## Stated exercise
Rewrite everything from the line containing "Give one point for each instance of the fingernail" down to the end of the items, keeping the requests, and offset every coordinate in the answers by adding 68.

───

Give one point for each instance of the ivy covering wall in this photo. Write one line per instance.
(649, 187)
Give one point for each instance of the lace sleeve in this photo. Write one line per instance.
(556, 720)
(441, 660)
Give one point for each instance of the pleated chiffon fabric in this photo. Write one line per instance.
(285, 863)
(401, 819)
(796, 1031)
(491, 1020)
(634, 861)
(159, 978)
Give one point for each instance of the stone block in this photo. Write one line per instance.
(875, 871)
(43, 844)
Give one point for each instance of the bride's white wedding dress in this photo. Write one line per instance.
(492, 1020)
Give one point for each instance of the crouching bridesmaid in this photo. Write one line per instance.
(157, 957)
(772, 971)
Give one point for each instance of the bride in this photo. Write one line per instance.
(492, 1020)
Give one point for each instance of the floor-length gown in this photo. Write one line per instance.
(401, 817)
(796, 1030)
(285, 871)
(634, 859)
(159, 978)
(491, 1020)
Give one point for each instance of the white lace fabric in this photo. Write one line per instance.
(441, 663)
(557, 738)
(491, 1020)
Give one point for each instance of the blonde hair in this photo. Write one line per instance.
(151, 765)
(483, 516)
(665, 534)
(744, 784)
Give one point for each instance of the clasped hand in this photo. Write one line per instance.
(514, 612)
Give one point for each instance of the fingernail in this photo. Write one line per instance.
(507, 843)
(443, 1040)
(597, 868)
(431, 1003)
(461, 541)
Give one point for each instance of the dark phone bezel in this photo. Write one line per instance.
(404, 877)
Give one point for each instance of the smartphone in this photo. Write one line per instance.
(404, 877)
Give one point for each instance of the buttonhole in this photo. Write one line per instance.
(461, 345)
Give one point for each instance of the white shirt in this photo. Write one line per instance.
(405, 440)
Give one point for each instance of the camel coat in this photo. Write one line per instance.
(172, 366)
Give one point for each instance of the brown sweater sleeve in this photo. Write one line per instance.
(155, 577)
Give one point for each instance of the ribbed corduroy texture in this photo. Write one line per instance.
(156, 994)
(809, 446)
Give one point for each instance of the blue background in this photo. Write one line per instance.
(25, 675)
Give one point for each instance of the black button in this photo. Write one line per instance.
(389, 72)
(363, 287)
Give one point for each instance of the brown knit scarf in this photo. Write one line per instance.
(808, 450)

───

## Exercise output
Give one point for each instance of the fingernail in this photo. Write one line per instance.
(575, 911)
(511, 1108)
(665, 936)
(499, 1071)
(529, 609)
Give one point for each instance of the dark phone bezel in this photo. Write one line per instance.
(472, 945)
Give one point for each instance of the smartphone in this photo. Write one line per instance.
(472, 945)
Give one point for each instance of the buttonhole in this photo. Write one line per instance.
(529, 413)
Give one point for each instance of the white shirt in this photo. Write one line per instance.
(473, 508)
Give one point for each instance of the camel coat in this photo. Write one line per instance.
(240, 434)
Give one point for each instance of the brown sweater sleeve in this photo. Write one line per instance.
(223, 645)
Give one point for each instance of the ribbed corduroy texture in this photo. Write one line per instance.
(224, 1062)
(877, 514)
Give one point for each instance of the blue background in this photo. Write one line per instance.
(93, 743)
Give one point for each instance of the black button in this photo. Write one line per instance.
(457, 140)
(431, 355)
Give one point for each instance of the brown knit scarf in this photo. Write one line per instance.
(876, 518)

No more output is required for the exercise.